This drill builds the skill of running tight, decision-driving meetings at a car dealership — the kind that start on time, surface the one number that matters, and end with owners and a deadline instead of a vague "let's circle back." A GM, GSM, or department manager runs it with 4 to 12 people (sales desk, service advisors, F&I, BDC) in 30 to 45 minutes using the EOS Level 10 Meeting structure and a daily huddle format.

The team walks away able to run a 60-minute weekly and a 9-minute daily huddle that actually move CSI, gross, and unit count.

Why This Drill Matters in Automotive Dealerships

A dealership runs on a brutal monthly clock. The store either hits forecast by the last day of the month or it doesn't, and every meeting between the 1st and the 30th is supposed to bend that number. Yet most dealership meetings are theater — the GM reads the DOC (daily operating control) out loud, the sales manager scolds the floor about ups, the service manager complains about effective labor rate, and forty minutes evaporate with zero decisions made and no one accountable for anything by name.

The cost is concrete and measurable. Aged inventory sits because nobody owns the price-down decision. CSI scores slide because the survey-detractor follow-up has no single owner.

The BDC books appointments that never show because the no-show follow-up process was "discussed" four meetings in a row and never assigned. Gross leaks because F&I product penetration is reviewed but never coached. These are not strategy problems — they are meeting-discipline problems.

Three named systems fix this. The EOS Level 10 Meeting (from Gino Wickman's *Traction*) gives a fixed 90-minute weekly agenda — Segue, Scorecard, Rock review, Headlines, To-Do list, and the IDS block (Identify, Discuss, Solve) — that forces issues to actual resolution. The daily huddle (popularized by Verne Harnish's *Scaling Up* and used in stores running Patrick Bet-David / NCM-style operating cadences) is a 9-to-15-minute stand-up that surfaces yesterday's numbers and today's one constraint.

And NCM Associates / 20 Group discipline supplies the dealership-specific scorecard metrics — units, gross per copy, CSI, F&I PVR, effective labor rate — that the meeting should actually track. This drill makes all three runnable tomorrow morning.

What You'll Need (5 min prep)

Round 1 — Set the Scene (5 min)

Read this aloud, verbatim:

"Show of hands — who's sat in a sales meeting this month that ended with zero decisions? Right. Today we kill that.

We're going to run a real Level 10 and a real daily huddle. Two rules: every issue we touch gets a name and a date before we move on, and when the timer hits zero, we stop. By the end you'll be able to run a 9-minute huddle tomorrow at 8:15 that actually changes today's board."

Then teach the spine in 90 seconds. Put two columns on the board: Scorecard (the numbers) and Issues / IDS (the problems). Explain the EOS rhythm — you glance at the scorecard, anything off-track becomes an issue, and the bulk of the meeting is IDS: Identify the root issue, Discuss it once, Solve it with an owner and a due date.

The discipline is that you do not re-discuss; you assign and move.

Assign roles: one facilitator (runs the clock and the agenda), one scribe (writes To-Dos and owners), the rest are the management team.
---+---
**Task list:**
**A)** In the dealership meeting drill, what do the letters IDS stand for?
**B)** Pick up the dealership meeting drill after its last sentence and carry it forward.
---+---
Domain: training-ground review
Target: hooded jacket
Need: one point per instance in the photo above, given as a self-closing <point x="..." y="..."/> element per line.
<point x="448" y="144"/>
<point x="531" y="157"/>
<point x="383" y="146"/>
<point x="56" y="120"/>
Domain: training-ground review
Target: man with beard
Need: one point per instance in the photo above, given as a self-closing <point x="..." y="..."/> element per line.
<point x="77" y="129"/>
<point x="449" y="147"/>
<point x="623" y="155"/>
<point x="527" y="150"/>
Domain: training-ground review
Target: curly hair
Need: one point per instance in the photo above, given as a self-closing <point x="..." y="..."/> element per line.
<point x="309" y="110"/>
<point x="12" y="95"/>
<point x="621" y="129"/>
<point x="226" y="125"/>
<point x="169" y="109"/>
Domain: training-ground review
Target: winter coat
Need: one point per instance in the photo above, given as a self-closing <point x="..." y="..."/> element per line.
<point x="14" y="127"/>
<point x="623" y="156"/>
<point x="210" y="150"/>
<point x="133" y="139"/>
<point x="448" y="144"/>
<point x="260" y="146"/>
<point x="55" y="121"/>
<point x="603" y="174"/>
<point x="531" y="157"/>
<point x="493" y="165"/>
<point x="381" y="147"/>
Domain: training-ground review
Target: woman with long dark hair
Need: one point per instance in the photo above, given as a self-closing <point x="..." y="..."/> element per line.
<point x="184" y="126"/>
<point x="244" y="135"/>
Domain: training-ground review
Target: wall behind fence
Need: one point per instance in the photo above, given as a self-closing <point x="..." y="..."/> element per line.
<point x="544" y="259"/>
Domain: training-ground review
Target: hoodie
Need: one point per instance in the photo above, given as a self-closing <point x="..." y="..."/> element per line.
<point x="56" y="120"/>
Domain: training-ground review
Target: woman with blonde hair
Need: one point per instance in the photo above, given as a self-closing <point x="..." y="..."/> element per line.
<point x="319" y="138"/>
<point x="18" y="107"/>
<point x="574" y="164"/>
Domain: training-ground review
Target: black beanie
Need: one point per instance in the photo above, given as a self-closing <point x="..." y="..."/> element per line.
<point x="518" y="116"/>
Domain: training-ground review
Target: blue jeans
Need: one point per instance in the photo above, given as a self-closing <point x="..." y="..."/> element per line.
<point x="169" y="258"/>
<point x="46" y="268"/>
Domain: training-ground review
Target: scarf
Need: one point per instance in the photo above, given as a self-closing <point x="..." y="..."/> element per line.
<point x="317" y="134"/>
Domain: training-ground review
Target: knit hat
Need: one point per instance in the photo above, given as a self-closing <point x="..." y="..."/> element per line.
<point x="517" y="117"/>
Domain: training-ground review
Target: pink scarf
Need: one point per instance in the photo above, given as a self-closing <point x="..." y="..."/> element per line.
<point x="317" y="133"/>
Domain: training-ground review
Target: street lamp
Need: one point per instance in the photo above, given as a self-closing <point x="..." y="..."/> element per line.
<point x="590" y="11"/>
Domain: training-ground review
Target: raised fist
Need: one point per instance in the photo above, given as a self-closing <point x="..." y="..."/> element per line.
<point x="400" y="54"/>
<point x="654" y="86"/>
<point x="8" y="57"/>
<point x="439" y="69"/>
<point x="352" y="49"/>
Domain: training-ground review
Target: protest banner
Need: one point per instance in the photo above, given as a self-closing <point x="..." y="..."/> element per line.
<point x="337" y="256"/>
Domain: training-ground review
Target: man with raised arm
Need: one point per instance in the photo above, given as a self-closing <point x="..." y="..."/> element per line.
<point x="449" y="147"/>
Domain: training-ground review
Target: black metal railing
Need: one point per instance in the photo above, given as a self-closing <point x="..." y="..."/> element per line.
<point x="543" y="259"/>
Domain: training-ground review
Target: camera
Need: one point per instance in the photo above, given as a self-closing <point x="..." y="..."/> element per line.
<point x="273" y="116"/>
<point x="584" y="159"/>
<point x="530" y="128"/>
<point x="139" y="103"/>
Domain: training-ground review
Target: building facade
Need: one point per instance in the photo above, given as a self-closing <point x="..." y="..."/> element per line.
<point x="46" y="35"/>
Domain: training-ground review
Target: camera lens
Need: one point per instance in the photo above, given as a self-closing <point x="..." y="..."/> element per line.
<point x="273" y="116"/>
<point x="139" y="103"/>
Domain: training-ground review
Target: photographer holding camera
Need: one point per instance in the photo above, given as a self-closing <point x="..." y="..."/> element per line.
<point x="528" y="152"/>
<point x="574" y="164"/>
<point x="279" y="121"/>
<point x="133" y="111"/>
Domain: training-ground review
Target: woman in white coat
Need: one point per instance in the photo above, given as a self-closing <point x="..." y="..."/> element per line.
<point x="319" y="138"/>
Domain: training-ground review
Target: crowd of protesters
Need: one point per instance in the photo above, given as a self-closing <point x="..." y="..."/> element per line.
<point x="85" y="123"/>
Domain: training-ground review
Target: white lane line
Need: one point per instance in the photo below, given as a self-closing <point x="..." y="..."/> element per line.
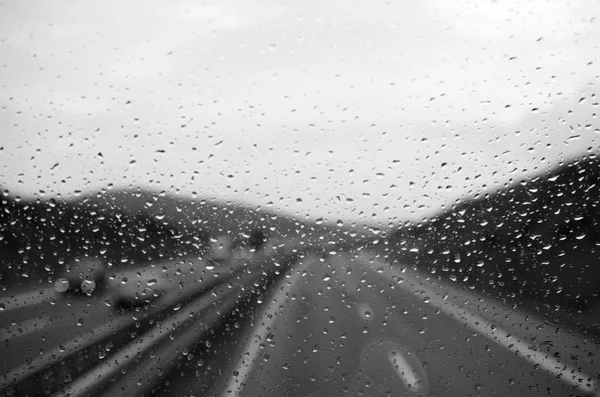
<point x="497" y="335"/>
<point x="78" y="343"/>
<point x="81" y="386"/>
<point x="23" y="328"/>
<point x="266" y="320"/>
<point x="364" y="311"/>
<point x="408" y="374"/>
<point x="215" y="301"/>
<point x="25" y="299"/>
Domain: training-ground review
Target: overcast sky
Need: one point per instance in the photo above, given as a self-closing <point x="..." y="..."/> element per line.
<point x="371" y="110"/>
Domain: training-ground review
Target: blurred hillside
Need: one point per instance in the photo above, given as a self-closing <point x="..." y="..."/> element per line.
<point x="539" y="237"/>
<point x="128" y="228"/>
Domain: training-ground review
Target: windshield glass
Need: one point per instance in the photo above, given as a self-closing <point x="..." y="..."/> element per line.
<point x="299" y="199"/>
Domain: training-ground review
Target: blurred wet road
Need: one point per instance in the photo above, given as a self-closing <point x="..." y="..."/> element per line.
<point x="300" y="325"/>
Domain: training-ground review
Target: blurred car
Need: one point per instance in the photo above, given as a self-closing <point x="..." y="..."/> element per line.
<point x="141" y="286"/>
<point x="221" y="249"/>
<point x="84" y="276"/>
<point x="136" y="287"/>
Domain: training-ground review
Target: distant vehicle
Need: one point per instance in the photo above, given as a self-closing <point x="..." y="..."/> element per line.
<point x="221" y="249"/>
<point x="141" y="286"/>
<point x="257" y="239"/>
<point x="85" y="276"/>
<point x="137" y="288"/>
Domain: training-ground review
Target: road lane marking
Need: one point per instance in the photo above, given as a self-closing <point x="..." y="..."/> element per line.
<point x="205" y="307"/>
<point x="565" y="372"/>
<point x="74" y="345"/>
<point x="266" y="320"/>
<point x="405" y="371"/>
<point x="23" y="328"/>
<point x="136" y="348"/>
<point x="26" y="299"/>
<point x="80" y="342"/>
<point x="364" y="311"/>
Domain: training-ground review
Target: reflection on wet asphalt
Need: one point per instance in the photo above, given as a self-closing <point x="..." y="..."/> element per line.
<point x="301" y="324"/>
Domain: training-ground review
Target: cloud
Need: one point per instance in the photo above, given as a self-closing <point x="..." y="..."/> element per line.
<point x="215" y="16"/>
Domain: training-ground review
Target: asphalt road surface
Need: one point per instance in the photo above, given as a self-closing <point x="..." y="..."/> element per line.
<point x="302" y="324"/>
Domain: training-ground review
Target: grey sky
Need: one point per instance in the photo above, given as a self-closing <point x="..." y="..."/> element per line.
<point x="353" y="107"/>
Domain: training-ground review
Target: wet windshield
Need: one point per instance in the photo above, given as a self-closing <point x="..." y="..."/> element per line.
<point x="299" y="199"/>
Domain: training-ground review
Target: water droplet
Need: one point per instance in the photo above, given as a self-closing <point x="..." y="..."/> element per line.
<point x="88" y="286"/>
<point x="61" y="285"/>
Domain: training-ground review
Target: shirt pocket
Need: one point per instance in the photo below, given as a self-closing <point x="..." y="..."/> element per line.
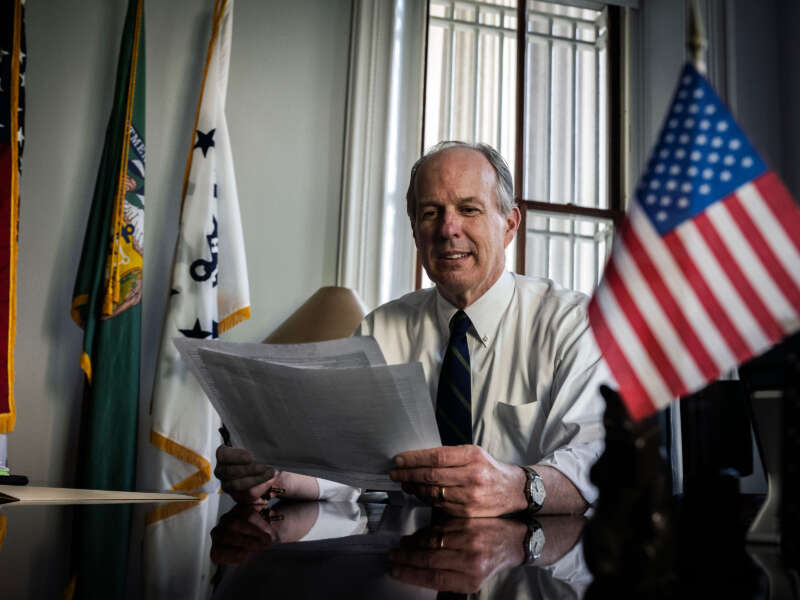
<point x="513" y="432"/>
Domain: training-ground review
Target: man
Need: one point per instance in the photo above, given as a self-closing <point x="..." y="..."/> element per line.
<point x="509" y="359"/>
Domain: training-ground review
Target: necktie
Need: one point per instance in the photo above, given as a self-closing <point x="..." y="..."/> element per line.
<point x="454" y="396"/>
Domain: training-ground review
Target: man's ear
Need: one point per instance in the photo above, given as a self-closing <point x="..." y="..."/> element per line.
<point x="512" y="224"/>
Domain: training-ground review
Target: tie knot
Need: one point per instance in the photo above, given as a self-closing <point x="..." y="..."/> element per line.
<point x="459" y="323"/>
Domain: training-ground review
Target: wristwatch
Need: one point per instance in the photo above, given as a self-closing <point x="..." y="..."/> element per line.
<point x="533" y="544"/>
<point x="534" y="489"/>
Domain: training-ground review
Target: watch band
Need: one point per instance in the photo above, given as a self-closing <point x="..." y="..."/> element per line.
<point x="534" y="489"/>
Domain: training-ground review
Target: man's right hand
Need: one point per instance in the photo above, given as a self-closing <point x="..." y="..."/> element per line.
<point x="246" y="480"/>
<point x="249" y="482"/>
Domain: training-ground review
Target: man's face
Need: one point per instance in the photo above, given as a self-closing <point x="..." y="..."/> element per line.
<point x="459" y="231"/>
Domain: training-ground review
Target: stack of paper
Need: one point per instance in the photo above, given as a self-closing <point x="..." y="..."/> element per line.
<point x="331" y="409"/>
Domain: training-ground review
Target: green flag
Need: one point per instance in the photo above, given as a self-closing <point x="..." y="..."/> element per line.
<point x="106" y="303"/>
<point x="108" y="289"/>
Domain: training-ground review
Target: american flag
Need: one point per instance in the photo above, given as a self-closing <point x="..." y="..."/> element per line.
<point x="705" y="270"/>
<point x="12" y="118"/>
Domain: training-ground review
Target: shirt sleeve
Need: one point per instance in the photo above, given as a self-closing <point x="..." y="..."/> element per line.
<point x="337" y="492"/>
<point x="574" y="425"/>
<point x="337" y="519"/>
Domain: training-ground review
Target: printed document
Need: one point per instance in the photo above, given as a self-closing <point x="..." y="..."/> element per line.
<point x="334" y="409"/>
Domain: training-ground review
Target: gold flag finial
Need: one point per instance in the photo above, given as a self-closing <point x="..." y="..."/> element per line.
<point x="697" y="42"/>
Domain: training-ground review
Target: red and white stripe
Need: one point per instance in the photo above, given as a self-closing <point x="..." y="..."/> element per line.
<point x="673" y="313"/>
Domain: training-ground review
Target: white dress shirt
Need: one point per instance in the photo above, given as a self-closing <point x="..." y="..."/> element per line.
<point x="535" y="369"/>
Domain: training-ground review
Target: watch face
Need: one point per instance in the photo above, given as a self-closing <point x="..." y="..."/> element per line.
<point x="537" y="490"/>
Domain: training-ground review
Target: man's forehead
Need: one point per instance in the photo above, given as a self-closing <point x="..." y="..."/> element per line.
<point x="457" y="167"/>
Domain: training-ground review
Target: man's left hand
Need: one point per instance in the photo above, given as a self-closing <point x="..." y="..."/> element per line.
<point x="463" y="480"/>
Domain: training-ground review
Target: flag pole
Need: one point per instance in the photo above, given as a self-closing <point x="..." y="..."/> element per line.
<point x="697" y="43"/>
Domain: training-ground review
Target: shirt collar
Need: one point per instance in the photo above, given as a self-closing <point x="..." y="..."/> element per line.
<point x="484" y="313"/>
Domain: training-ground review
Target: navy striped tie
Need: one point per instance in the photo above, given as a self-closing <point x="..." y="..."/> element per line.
<point x="454" y="396"/>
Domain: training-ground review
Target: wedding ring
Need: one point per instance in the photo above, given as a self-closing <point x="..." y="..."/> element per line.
<point x="440" y="543"/>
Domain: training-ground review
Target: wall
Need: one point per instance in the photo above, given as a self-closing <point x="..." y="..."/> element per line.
<point x="286" y="107"/>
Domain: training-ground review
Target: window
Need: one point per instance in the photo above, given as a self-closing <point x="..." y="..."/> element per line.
<point x="540" y="94"/>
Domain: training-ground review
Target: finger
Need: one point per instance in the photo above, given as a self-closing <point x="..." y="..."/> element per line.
<point x="247" y="483"/>
<point x="233" y="456"/>
<point x="437" y="494"/>
<point x="444" y="456"/>
<point x="448" y="476"/>
<point x="445" y="581"/>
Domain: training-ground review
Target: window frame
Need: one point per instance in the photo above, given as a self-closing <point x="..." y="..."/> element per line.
<point x="616" y="210"/>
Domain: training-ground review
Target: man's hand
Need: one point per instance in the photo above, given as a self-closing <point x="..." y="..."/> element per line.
<point x="251" y="482"/>
<point x="244" y="530"/>
<point x="246" y="480"/>
<point x="465" y="481"/>
<point x="459" y="555"/>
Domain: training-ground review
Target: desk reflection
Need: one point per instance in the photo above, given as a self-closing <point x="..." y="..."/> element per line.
<point x="337" y="550"/>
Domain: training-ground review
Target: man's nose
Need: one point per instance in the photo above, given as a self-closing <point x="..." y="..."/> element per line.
<point x="450" y="225"/>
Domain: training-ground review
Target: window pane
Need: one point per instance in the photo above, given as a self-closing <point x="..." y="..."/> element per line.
<point x="562" y="124"/>
<point x="570" y="250"/>
<point x="537" y="121"/>
<point x="586" y="126"/>
<point x="489" y="89"/>
<point x="437" y="84"/>
<point x="464" y="63"/>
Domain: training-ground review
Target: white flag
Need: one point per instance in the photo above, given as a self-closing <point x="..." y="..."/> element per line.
<point x="209" y="291"/>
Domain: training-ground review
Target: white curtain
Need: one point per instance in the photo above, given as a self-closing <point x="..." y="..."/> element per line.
---+---
**Written answers:**
**A)** Identify, Discuss, Solve.

**B)**
What good looks like: the board has two clearly drawn columns and everyone knows the IDS rule.

Round 2 — Run the Reps: The Level 10 Weekly (15 min)

Run a compressed live Level 10 using the sample scorecard. Walk the fixed agenda on the clock:

  1. Segue (1 min): Each person shares one personal and one business win. Sets tone.
  2. Scorecard (2 min): Read each number, call it green or red — units MTD, gross per copy, CSI, F&I PVR, appointments shown. Anything red drops to the Issues list. Do NOT solve it here.
  3. Rock / priority review (1 min): Are the month's big priorities on or off track? Off-track ones drop to Issues.
  4. Headlines & To-Do review (1 min): Quick news; check last week's To-Dos as done or not done.
  5. IDS (8–10 min): This is the meeting. Pick the top-priority red issue and solve it.

The facilitator's script to open IDS (read this template to the room):

"Top of the issues list: F&I PVR dropped to $1,180 against our $1,450 target. Before we solve — what's the REAL issue here? Is it product knowledge, is it the menu not being presented every deal, or is it deals getting to the box too late?

[Identify] Let's hear it — once around, briefly. [Discuss] Okay, the root is menu presentation isn't happening on every deal. Marcus, you own a 100%-menu spot-check this week, report back next Monday.

[Solve — owner + date] Next issue."

Circulate and enforce. The instant someone re-litigates a solved issue or a problem floats without an owner, stop the meeting and make them assign a name and a date.

What good looks like: the scorecard is read in under two minutes, reds become issues, and at least two issues leave the board with a named owner and a due date.

Round 3 — Pressure Test: The 9-Minute Daily Huddle (10 min)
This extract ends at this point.